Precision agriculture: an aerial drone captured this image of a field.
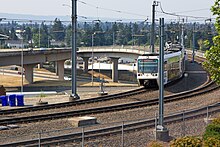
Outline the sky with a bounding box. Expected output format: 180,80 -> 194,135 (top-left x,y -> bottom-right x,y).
0,0 -> 215,22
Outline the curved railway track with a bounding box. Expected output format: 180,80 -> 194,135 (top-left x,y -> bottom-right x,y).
1,102 -> 220,146
0,87 -> 148,115
0,55 -> 218,146
0,55 -> 206,117
0,78 -> 217,125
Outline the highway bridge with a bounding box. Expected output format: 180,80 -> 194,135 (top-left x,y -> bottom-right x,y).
0,47 -> 148,84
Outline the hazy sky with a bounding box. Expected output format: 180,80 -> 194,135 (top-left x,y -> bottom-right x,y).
0,0 -> 215,21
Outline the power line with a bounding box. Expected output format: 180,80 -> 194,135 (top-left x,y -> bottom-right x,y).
172,8 -> 211,14
158,2 -> 210,19
78,0 -> 148,18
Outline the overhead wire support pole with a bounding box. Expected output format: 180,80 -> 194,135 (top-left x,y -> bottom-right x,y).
150,1 -> 158,53
192,22 -> 196,63
155,18 -> 169,142
158,18 -> 164,128
181,19 -> 184,49
70,0 -> 80,100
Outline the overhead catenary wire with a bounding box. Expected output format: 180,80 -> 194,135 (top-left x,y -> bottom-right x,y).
157,2 -> 211,20
170,8 -> 211,14
78,0 -> 148,18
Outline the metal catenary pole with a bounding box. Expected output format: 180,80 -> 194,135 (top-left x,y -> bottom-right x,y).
71,0 -> 80,99
121,121 -> 124,147
150,1 -> 158,53
158,18 -> 165,127
192,22 -> 196,63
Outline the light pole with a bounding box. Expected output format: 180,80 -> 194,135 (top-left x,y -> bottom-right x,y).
39,23 -> 41,48
92,33 -> 95,86
151,1 -> 159,53
91,31 -> 101,86
91,20 -> 101,86
20,30 -> 25,93
112,20 -> 122,47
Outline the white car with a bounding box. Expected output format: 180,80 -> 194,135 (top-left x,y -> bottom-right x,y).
64,76 -> 71,81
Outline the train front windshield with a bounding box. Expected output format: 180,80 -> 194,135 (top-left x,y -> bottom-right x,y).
138,59 -> 158,73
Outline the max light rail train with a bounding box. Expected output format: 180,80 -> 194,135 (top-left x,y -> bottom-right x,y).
137,43 -> 185,87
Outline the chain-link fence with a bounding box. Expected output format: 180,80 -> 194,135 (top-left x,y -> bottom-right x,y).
0,103 -> 219,146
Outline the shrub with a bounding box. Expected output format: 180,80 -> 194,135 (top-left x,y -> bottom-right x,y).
170,136 -> 202,147
212,117 -> 220,125
203,137 -> 220,147
203,119 -> 220,140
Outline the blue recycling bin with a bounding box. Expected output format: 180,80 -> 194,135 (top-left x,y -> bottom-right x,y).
9,94 -> 16,107
16,94 -> 24,106
0,95 -> 8,106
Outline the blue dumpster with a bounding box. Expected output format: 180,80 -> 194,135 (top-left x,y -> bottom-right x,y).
0,95 -> 8,106
9,94 -> 16,107
16,94 -> 24,106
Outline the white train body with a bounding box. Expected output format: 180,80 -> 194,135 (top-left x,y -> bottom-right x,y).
137,47 -> 185,87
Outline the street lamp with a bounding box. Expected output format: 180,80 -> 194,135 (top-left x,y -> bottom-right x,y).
20,30 -> 25,93
112,20 -> 122,47
91,31 -> 100,86
91,20 -> 101,86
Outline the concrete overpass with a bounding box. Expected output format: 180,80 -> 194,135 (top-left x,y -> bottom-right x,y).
0,47 -> 147,83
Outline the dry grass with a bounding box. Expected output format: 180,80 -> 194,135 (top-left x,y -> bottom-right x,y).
0,69 -> 136,87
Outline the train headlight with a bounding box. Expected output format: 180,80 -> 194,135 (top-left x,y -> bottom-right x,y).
151,73 -> 158,76
138,73 -> 142,76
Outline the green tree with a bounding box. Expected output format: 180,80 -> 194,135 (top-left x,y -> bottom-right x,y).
9,27 -> 18,40
52,18 -> 65,41
203,0 -> 220,84
32,23 -> 49,47
65,24 -> 72,47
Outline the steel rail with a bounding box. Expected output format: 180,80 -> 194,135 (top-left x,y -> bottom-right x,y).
0,87 -> 147,115
1,102 -> 220,146
0,79 -> 217,126
0,56 -> 206,116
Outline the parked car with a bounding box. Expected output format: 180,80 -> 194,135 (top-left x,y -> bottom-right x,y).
64,75 -> 71,81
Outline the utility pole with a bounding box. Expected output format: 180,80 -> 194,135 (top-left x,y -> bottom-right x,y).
150,1 -> 158,53
39,23 -> 41,48
155,18 -> 169,142
181,19 -> 186,71
192,23 -> 196,63
70,0 -> 80,100
181,19 -> 184,48
158,18 -> 165,129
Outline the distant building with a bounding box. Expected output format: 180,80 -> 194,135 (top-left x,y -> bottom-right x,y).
50,39 -> 67,47
5,40 -> 28,48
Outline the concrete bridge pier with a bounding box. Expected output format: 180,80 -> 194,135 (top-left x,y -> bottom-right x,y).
57,60 -> 65,80
23,64 -> 37,84
111,57 -> 119,82
55,62 -> 58,76
82,57 -> 89,73
37,63 -> 43,69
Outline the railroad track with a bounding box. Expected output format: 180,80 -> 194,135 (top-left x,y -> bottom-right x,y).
1,102 -> 220,146
0,87 -> 148,115
0,77 -> 217,126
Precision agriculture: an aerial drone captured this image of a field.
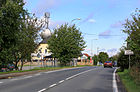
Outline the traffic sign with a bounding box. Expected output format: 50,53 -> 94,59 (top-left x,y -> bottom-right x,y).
125,50 -> 134,55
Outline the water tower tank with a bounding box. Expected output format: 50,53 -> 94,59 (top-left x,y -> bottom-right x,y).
40,28 -> 51,40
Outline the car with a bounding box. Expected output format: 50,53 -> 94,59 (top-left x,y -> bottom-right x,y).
0,63 -> 15,72
7,64 -> 15,71
104,61 -> 113,68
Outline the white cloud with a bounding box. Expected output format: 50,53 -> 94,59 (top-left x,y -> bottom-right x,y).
107,48 -> 118,57
88,19 -> 96,23
99,30 -> 112,39
111,21 -> 123,28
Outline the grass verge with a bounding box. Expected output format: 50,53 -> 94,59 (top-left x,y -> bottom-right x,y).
0,65 -> 95,75
118,69 -> 140,92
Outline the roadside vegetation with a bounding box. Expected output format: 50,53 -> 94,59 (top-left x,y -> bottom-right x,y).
118,69 -> 140,92
47,24 -> 86,66
0,65 -> 92,75
117,8 -> 140,91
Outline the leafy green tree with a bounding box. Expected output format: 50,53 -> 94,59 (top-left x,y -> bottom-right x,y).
18,14 -> 43,70
92,55 -> 98,65
0,0 -> 43,70
98,52 -> 109,63
48,24 -> 86,66
117,47 -> 129,71
123,8 -> 140,66
109,55 -> 117,63
0,0 -> 26,68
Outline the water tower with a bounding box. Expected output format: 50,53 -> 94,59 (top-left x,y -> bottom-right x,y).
40,12 -> 51,43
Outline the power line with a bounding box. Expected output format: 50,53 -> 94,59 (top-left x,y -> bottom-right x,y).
82,32 -> 124,37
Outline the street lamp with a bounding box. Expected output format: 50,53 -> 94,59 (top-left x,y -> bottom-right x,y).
91,39 -> 98,56
70,18 -> 81,25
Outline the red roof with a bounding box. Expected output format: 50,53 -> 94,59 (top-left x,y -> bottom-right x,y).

• **Your instructions**
Could you please return the entries above exactly, minus the pictures?

• **Solution to the problem**
Precision agriculture: an aerial drone captured this image of a field.
Outline the sky with a bounding box. Expected output format: 180,80 -> 194,135 (top-left x,y -> bottom-right x,y).
0,0 -> 215,22
Outline the curved railway track with a bounding box. Expected output format: 180,80 -> 194,135 (top-left x,y -> bottom-right x,y).
1,102 -> 220,146
0,87 -> 148,115
0,55 -> 218,146
0,55 -> 206,117
0,78 -> 217,125
Outline the highway bridge with a bounding box. Expected output format: 180,80 -> 194,135 (top-left x,y -> bottom-right x,y).
0,47 -> 148,84
Outline the hazy sky with a bounding box. Expected output format: 180,80 -> 194,135 (top-left x,y -> bottom-right x,y).
0,0 -> 215,21
Outline the power line with a bounding box. Expected output format: 180,80 -> 194,135 (top-left x,y -> bottom-right x,y).
172,8 -> 211,14
158,2 -> 210,19
78,0 -> 148,18
Outline the overhead wire support pole with a bounding box. Expected output format: 180,80 -> 194,135 (top-left x,y -> bottom-right x,y).
150,1 -> 158,53
192,22 -> 196,63
155,18 -> 169,142
158,18 -> 164,128
181,19 -> 184,49
70,0 -> 80,100
Outline the overhead catenary wire with a bounding box. Expected output format: 180,80 -> 194,135 (top-left x,y -> bottom-right x,y).
157,2 -> 211,20
170,8 -> 211,14
78,0 -> 148,18
Outline the metal catenary pole with a bounding box. Expected output format: 180,80 -> 194,135 (top-left x,y -> bottom-right x,y).
71,0 -> 80,99
121,121 -> 124,147
150,1 -> 158,53
158,18 -> 165,127
192,22 -> 196,63
Outline the light pole with a bounding box. Expected output format: 180,80 -> 194,135 (top-left x,y -> bottom-right x,y).
39,23 -> 41,48
92,33 -> 95,86
151,1 -> 159,53
91,31 -> 101,86
91,20 -> 101,86
20,30 -> 25,93
112,20 -> 122,47
Outline the white car with a bounding box. Expected output format: 180,80 -> 194,135 (top-left x,y -> bottom-right x,y).
64,76 -> 71,81
Outline the train front windshield with a bounding box. Expected output format: 180,80 -> 194,135 (top-left x,y -> bottom-right x,y).
138,59 -> 158,73
Outline the max light rail train with a bounding box. Expected output format: 180,80 -> 194,135 (top-left x,y -> bottom-right x,y).
137,43 -> 185,87
Outline the chain-link fence with a bounding box. Expected output format: 180,80 -> 194,135 (top-left x,y -> bottom-right x,y).
0,103 -> 219,146
Outline the shrub with a bounding box. Expected output format: 180,80 -> 194,135 (top-left x,y -> bottom-right x,y).
170,136 -> 202,147
212,117 -> 220,125
203,137 -> 220,147
203,119 -> 220,140
Outline the blue recycling bin with a bounding box. Expected output format: 180,80 -> 194,135 (top-left x,y -> bottom-right x,y).
9,94 -> 16,107
16,94 -> 24,106
0,95 -> 8,106
Outline the blue dumpster with a bounding box. Expected output format: 180,80 -> 194,135 (top-left x,y -> bottom-right x,y).
0,95 -> 8,106
9,94 -> 16,107
16,94 -> 24,106
Outline the white train body with a bounding box. Expected output format: 180,80 -> 194,135 (top-left x,y -> bottom-right x,y).
137,47 -> 185,87
Outline the street lamp with a bounding box. Expected output format: 180,80 -> 194,135 (top-left x,y -> bottom-right x,y).
20,30 -> 25,93
112,20 -> 122,47
91,31 -> 100,86
91,20 -> 101,86
Outline the concrete overpass with a bounding box. Expected output format: 180,80 -> 194,135 (top-left x,y -> bottom-right x,y).
0,47 -> 147,83
Outline the dry grass with a bounding box. Expected output format: 180,80 -> 194,135 (top-left x,y -> bottom-right x,y).
0,69 -> 136,87
Outline the train headlight with a bounding box. Expected output format: 180,80 -> 194,135 (top-left x,y -> bottom-right x,y).
151,73 -> 158,76
138,73 -> 142,76
Outline the green tree with a bounding box. Expected output format: 180,80 -> 194,135 (top-left x,y -> bottom-right x,y).
9,27 -> 18,40
52,18 -> 65,41
203,0 -> 220,84
32,23 -> 49,47
65,24 -> 72,47
Outline the steel rail with a bounding box. Expected output format: 180,80 -> 194,135 (top-left x,y -> bottom-right x,y).
0,87 -> 147,115
1,102 -> 220,146
0,79 -> 217,126
0,56 -> 206,116
Outline the parked car with a bounding box. Expected output format: 180,80 -> 194,135 (top-left x,y -> bottom-right x,y).
64,75 -> 71,81
Outline the utility pole with a bounding box. Expected output format: 180,80 -> 194,135 (top-left x,y -> bottom-right x,y).
150,1 -> 158,53
39,23 -> 41,48
155,18 -> 169,142
181,19 -> 186,71
192,23 -> 196,63
70,0 -> 80,100
181,19 -> 184,48
158,18 -> 165,129
Outline the distant building with a bounding box. Expected output format: 180,80 -> 194,135 (top-left x,y -> bottom-right x,y).
50,39 -> 67,47
5,40 -> 28,48
Outline the concrete bridge pier with a bounding box. Expected output format: 180,80 -> 194,135 (top-left x,y -> bottom-right x,y).
57,60 -> 65,80
23,64 -> 37,84
111,57 -> 119,82
55,62 -> 58,76
82,57 -> 89,73
37,63 -> 43,69
Outline the railroad track with a bounding box. Expected output format: 180,80 -> 194,135 (top-left x,y -> bottom-right x,y).
1,102 -> 220,146
0,87 -> 148,115
0,77 -> 217,126
Precision agriculture: an aerial drone captured this image of a field.
Outline the traffic sign with a bounding box. Expected output format: 50,53 -> 94,59 (top-left x,y -> bottom-right x,y).
125,50 -> 134,55
Outline the water tower tank with a bounding box. Expected output format: 50,53 -> 94,59 (top-left x,y -> bottom-right x,y).
40,28 -> 51,40
Outline the car with a bounding box. Expected output format: 50,53 -> 94,59 (top-left x,y -> bottom-right x,y).
0,63 -> 15,72
7,64 -> 15,71
104,61 -> 113,68
Outline the white cloud with a bounding box. Expected output format: 50,53 -> 94,59 (top-left x,y -> bottom-right x,y).
107,48 -> 118,57
88,19 -> 96,23
99,30 -> 112,39
111,21 -> 123,28
Outline the grass verge with a bounding box. Expected output format: 50,53 -> 94,59 (top-left x,y -> bottom-right x,y).
0,65 -> 95,75
118,69 -> 140,92
Outline the roadside vegetation with a bounding box. Expected output format: 50,53 -> 94,59 (top-left x,y -> bottom-right x,y).
118,69 -> 140,92
47,24 -> 86,66
0,65 -> 92,75
117,8 -> 140,91
Outline the leafy green tree with a bounding box. Expected output format: 50,53 -> 94,59 (top-left x,y -> bottom-right x,y).
18,14 -> 43,70
92,55 -> 98,65
0,0 -> 43,70
98,52 -> 109,63
48,24 -> 86,66
117,47 -> 129,71
123,8 -> 140,66
109,55 -> 117,63
0,0 -> 26,68
Outline the water tower with a bounding box. Expected output format: 50,53 -> 94,59 (top-left x,y -> bottom-right x,y).
40,12 -> 51,43
Outline the power line with a bounding box. Expected output format: 50,53 -> 94,59 (top-left x,y -> bottom-right x,y).
82,32 -> 124,37
Outline the street lamp with a bounding box. Expected output format: 50,53 -> 94,59 (top-left x,y -> bottom-right x,y).
91,39 -> 98,56
70,18 -> 81,25
Outline the red roof with a bounding box. Expected output format: 50,53 -> 94,59 (top-left x,y -> bottom-right x,y).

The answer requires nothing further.